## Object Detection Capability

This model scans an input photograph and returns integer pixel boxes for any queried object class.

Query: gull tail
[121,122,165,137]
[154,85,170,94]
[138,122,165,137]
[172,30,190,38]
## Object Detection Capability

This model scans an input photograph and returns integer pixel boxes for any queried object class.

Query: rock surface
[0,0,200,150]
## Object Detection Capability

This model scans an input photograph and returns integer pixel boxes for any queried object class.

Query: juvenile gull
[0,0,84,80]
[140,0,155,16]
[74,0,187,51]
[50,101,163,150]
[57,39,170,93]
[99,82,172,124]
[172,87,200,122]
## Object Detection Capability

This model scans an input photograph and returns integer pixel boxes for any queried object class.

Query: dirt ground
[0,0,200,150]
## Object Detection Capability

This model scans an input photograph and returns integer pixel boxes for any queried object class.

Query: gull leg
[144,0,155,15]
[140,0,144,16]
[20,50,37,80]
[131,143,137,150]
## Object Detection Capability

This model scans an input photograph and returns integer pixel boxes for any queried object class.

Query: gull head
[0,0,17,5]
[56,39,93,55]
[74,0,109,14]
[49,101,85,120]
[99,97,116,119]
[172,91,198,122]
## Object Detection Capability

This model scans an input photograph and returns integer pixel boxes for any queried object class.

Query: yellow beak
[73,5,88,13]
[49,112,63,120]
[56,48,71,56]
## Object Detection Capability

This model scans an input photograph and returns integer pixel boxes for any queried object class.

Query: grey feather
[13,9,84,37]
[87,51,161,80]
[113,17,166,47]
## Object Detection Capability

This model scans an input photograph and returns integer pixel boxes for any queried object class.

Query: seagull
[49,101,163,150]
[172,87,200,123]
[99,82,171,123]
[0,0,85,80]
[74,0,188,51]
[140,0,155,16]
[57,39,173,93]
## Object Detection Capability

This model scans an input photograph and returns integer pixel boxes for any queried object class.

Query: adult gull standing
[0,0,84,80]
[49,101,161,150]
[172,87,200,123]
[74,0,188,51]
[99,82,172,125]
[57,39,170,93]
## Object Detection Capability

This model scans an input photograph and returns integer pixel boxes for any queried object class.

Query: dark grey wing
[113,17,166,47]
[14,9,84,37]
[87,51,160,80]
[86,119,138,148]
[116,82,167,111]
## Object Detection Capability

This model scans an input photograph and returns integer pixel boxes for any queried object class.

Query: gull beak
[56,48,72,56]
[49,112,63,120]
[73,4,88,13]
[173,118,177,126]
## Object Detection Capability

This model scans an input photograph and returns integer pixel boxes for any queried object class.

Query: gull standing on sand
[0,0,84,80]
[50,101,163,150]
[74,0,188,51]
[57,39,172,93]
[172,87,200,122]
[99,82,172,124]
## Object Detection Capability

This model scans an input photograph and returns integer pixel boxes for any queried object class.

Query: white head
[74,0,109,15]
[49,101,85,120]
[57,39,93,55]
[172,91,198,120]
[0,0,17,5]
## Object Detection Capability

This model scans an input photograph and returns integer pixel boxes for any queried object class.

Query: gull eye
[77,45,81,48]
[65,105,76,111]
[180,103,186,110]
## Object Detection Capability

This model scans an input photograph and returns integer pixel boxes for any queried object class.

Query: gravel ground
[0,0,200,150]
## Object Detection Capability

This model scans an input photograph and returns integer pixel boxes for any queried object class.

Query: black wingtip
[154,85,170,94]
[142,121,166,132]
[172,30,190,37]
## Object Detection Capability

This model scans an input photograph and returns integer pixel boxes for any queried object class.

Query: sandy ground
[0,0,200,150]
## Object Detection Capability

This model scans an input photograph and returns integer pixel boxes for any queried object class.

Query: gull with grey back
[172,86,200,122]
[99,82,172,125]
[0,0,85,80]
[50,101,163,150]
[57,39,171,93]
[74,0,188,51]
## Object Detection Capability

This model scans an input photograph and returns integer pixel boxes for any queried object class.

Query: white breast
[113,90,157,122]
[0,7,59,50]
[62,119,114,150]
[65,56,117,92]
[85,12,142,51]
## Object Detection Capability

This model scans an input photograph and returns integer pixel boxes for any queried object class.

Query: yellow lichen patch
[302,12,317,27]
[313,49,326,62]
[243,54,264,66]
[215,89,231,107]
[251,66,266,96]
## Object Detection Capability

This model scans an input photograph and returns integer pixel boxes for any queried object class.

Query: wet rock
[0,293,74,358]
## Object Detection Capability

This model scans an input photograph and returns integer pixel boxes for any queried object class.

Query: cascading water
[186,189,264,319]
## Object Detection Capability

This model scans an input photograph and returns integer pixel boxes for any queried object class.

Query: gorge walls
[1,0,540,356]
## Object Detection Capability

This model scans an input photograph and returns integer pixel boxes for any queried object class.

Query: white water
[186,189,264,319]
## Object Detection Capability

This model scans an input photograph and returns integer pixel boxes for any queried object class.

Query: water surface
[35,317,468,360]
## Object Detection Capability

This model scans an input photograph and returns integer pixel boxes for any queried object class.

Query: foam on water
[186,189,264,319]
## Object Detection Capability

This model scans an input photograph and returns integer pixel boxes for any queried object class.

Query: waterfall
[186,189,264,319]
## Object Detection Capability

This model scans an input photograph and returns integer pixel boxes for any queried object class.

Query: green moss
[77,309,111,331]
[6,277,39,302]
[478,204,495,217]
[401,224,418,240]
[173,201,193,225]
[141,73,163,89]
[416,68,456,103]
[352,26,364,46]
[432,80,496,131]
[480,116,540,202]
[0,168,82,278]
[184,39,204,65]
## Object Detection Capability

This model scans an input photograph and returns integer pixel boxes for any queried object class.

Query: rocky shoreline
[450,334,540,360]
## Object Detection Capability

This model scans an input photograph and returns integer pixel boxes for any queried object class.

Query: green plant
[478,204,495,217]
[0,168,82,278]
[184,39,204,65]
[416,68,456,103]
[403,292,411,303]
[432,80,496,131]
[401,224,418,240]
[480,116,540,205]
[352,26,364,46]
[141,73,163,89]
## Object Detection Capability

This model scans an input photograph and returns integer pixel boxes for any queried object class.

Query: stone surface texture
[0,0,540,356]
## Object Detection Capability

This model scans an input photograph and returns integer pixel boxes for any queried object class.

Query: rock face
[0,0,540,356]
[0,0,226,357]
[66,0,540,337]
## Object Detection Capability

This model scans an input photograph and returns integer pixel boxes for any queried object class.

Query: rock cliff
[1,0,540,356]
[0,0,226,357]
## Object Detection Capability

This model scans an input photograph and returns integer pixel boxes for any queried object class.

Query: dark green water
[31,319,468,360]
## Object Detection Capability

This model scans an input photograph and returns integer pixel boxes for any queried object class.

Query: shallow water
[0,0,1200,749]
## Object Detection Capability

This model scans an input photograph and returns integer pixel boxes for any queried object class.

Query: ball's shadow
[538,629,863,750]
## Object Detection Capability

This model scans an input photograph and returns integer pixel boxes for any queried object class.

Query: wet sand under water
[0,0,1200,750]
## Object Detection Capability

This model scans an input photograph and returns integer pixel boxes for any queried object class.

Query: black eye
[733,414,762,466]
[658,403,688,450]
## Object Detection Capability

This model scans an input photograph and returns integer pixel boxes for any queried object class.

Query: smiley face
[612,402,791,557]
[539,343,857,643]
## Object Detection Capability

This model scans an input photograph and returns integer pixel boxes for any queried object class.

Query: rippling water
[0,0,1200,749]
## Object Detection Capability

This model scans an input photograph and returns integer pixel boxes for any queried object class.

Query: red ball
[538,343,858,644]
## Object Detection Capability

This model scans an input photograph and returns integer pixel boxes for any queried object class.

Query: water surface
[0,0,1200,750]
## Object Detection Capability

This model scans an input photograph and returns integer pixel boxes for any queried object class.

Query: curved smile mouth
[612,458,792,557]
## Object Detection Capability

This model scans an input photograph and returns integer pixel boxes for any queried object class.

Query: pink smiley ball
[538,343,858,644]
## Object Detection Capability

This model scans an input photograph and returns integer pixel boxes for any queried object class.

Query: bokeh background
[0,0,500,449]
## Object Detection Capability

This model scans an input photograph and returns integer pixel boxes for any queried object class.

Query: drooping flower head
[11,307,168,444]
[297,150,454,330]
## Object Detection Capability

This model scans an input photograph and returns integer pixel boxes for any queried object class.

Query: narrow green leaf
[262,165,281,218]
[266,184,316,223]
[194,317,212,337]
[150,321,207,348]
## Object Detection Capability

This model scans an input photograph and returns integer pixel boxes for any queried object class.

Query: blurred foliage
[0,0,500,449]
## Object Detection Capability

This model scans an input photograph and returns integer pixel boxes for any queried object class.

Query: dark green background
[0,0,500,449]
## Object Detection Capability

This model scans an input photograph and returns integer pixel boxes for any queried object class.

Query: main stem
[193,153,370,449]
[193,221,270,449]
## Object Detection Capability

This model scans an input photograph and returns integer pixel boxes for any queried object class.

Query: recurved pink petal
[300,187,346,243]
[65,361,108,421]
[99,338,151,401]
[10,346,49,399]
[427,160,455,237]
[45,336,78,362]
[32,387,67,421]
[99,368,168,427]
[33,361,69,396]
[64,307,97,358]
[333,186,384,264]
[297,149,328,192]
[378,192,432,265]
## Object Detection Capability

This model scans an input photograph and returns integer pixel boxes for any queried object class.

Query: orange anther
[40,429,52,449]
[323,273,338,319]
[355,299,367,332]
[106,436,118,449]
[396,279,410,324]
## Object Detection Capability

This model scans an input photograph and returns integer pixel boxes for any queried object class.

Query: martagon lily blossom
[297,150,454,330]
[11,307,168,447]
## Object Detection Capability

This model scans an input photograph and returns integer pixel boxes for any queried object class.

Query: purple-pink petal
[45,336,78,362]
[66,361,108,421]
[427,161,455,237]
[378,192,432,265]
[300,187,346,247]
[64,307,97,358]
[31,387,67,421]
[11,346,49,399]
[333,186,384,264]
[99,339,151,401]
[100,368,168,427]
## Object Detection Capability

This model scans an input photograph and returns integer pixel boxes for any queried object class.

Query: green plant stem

--- Written request ---
Copy the material from its opening line through the line containing "[172,30,190,38]", keeping every line unchanged.

--- Task answer ---
## Object Detection Capability

This model scans an input photograph and returns integer pixel boxes for any queried object class.

Query: gull tail
[121,122,165,137]
[154,85,170,94]
[138,122,165,137]
[172,30,190,38]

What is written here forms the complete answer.